- Requirement
Give the records again, every one, exactly.

- Data provided
━━━━━━━━━━━━━━━━━━━━━━━━━━━━━━
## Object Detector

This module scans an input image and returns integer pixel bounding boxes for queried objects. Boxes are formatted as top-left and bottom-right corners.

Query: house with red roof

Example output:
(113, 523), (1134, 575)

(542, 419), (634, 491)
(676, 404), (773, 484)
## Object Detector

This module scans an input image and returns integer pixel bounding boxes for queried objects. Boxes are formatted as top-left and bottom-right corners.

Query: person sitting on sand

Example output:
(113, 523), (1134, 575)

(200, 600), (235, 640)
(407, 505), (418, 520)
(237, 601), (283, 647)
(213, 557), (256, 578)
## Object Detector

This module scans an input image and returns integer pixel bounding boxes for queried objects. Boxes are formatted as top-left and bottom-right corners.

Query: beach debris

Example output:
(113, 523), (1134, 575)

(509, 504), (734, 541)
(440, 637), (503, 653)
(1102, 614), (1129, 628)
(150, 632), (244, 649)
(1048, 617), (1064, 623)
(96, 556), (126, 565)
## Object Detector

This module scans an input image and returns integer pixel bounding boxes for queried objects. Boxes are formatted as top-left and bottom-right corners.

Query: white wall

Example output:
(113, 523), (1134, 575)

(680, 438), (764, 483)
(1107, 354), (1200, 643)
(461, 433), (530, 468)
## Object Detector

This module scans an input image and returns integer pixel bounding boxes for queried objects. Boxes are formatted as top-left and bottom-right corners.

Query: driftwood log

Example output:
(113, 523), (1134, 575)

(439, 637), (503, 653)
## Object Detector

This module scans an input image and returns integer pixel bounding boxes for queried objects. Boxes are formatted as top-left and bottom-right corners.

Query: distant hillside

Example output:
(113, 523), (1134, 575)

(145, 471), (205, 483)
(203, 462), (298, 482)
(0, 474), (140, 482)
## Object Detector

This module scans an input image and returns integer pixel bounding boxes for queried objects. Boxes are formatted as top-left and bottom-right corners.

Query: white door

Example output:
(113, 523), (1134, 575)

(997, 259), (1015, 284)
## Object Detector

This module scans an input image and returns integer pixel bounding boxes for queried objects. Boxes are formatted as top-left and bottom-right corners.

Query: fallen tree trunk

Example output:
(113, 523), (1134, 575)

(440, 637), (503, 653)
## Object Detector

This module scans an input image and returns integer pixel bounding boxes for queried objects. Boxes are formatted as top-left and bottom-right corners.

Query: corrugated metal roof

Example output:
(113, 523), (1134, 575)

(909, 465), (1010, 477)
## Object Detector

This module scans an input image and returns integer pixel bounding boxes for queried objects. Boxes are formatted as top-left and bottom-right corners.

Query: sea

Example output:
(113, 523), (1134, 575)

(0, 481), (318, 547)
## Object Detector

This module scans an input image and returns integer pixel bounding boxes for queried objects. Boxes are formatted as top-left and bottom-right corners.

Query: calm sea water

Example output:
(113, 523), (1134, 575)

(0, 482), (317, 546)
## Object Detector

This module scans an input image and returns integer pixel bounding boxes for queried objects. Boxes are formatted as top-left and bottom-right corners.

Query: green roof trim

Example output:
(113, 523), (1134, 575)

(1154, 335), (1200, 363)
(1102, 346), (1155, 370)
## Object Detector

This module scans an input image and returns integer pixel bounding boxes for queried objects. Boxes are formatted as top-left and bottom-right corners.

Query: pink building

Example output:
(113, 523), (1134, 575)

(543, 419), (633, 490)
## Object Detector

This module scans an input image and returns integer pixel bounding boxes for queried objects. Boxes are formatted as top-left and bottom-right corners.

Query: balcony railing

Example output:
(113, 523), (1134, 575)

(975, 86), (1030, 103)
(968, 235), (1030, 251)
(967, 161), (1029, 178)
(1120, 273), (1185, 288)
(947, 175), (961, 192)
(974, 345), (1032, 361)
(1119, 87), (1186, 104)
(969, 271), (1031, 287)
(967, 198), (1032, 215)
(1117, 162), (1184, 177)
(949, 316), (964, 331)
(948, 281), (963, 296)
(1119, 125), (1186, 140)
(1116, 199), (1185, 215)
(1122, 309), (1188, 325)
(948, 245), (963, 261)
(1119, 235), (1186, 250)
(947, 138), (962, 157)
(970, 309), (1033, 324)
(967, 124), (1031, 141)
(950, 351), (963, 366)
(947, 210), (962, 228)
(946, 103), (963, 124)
━━━━━━━━━━━━━━━━━━━━━━━━━━━━━━
- Response
## Object Detector

This module scans an input image and returns integer pixel bounding boxes for queried objects. Boxes are formatted as top-left and bottom-right corners.

Query: house with red roof

Example output:
(113, 523), (1134, 575)

(542, 419), (634, 491)
(676, 404), (773, 484)
## Object Detector

This module scans an input image and returns integer pixel bounding boxes for queried objects. Boxes are formatted as top-left and bottom-right corners.

Query: person sitting on sand

Example output:
(113, 523), (1134, 575)

(200, 600), (235, 640)
(407, 505), (418, 520)
(237, 601), (283, 647)
(213, 557), (256, 578)
## Object Detector

This module scans an input image and returns integer pixel bounding boxes for queried objects. Boxes are formatted as top-left and bottom-right corners.

Query: beach debris

Example output:
(113, 523), (1134, 575)

(509, 504), (734, 541)
(440, 637), (503, 653)
(1102, 614), (1129, 628)
(150, 632), (244, 649)
(1048, 617), (1064, 623)
(96, 556), (126, 565)
## Object Detector

This module scans an input image and returns integer pixel bounding boxes for queried objects. Boxes are formatted as top-left and bottom-right corners.

Query: white wall

Example output:
(113, 523), (1134, 575)

(680, 438), (764, 483)
(1107, 354), (1200, 643)
(461, 433), (530, 468)
## Object Detector

This module scans an input image and returns integer pixel bounding boxes for queried objects. Boxes are formatted as top-left and bottom-right corners.

Query: driftwood log

Example output:
(113, 523), (1134, 575)

(439, 637), (503, 653)
## Object Detector

This module scans an input image and returns integer pixel bounding boxes for queried objects. Boxes are formatted as top-left and bottom-right corners.

Query: distant hillside

Example output:
(113, 523), (1134, 575)

(145, 471), (205, 483)
(203, 462), (298, 482)
(0, 474), (140, 482)
## Object Detector

This module scans an input image and returns integer pixel bounding boxes for queried objects. Boxes are formatted as top-left and bottom-right corners.

Query: white door

Example output:
(113, 523), (1134, 575)

(997, 259), (1015, 284)
## Object Detector

This module scans an input image and returns integer pixel bounding boxes for queried objects. Boxes are formatted as top-left and bottom-right corners.

Query: fallen tree trunk

Example output:
(113, 523), (1134, 575)

(440, 637), (503, 653)
## Object Detector

This module scans an input image and returns integer pixel bounding boxes for queried objects. Boxes are formatted as top-left and bottom-right corners.

Query: corrugated metal roof

Example output:
(113, 523), (1134, 575)

(909, 465), (1010, 477)
## Object Detector

This module scans an input image and returns integer pixel bounding boxes for queried objects. Boxes are formatted as top-left and bottom-right corners.

Query: sea

Example output:
(113, 523), (1134, 575)

(0, 481), (318, 547)
## Object Detector

This module scans an input image and returns integer pixel bounding boxes for queried objects. Boxes are formatted as top-left and bottom-right corners.

Query: calm sea water

Example output:
(113, 523), (1134, 575)

(0, 482), (317, 546)
## Object Detector

This module scans an input image and returns integer pixel bounding boxes for queried objects. Boxes are formatted as top-left and bottom-right corners.

Query: green roof trim

Example output:
(113, 523), (1134, 575)

(1154, 335), (1200, 363)
(1102, 346), (1155, 370)
## Object Detector

This module scans an input image and returns integer pixel bounding boxes for queried objects. Boxes are formatted as top-left and bottom-right corners.

Query: pink building

Example output:
(113, 523), (1134, 575)

(543, 419), (633, 490)
## Object Detector

This module scans an input image and returns integer pixel bounding boxes for queried objects. Boxes are formatted as top-left and bottom-right corners.

Query: balcony railing

Example output:
(113, 523), (1134, 575)

(975, 86), (1030, 103)
(968, 235), (1030, 251)
(967, 161), (1029, 178)
(1120, 273), (1185, 288)
(947, 175), (961, 192)
(974, 345), (1032, 361)
(1119, 87), (1186, 104)
(969, 271), (1031, 287)
(967, 198), (1032, 215)
(1117, 162), (1184, 177)
(949, 316), (964, 331)
(948, 281), (963, 296)
(1119, 125), (1186, 140)
(1116, 199), (1185, 215)
(1122, 309), (1188, 325)
(948, 245), (963, 261)
(1119, 235), (1186, 250)
(947, 138), (962, 157)
(970, 309), (1033, 324)
(967, 124), (1031, 141)
(950, 351), (963, 366)
(947, 210), (962, 228)
(946, 103), (963, 124)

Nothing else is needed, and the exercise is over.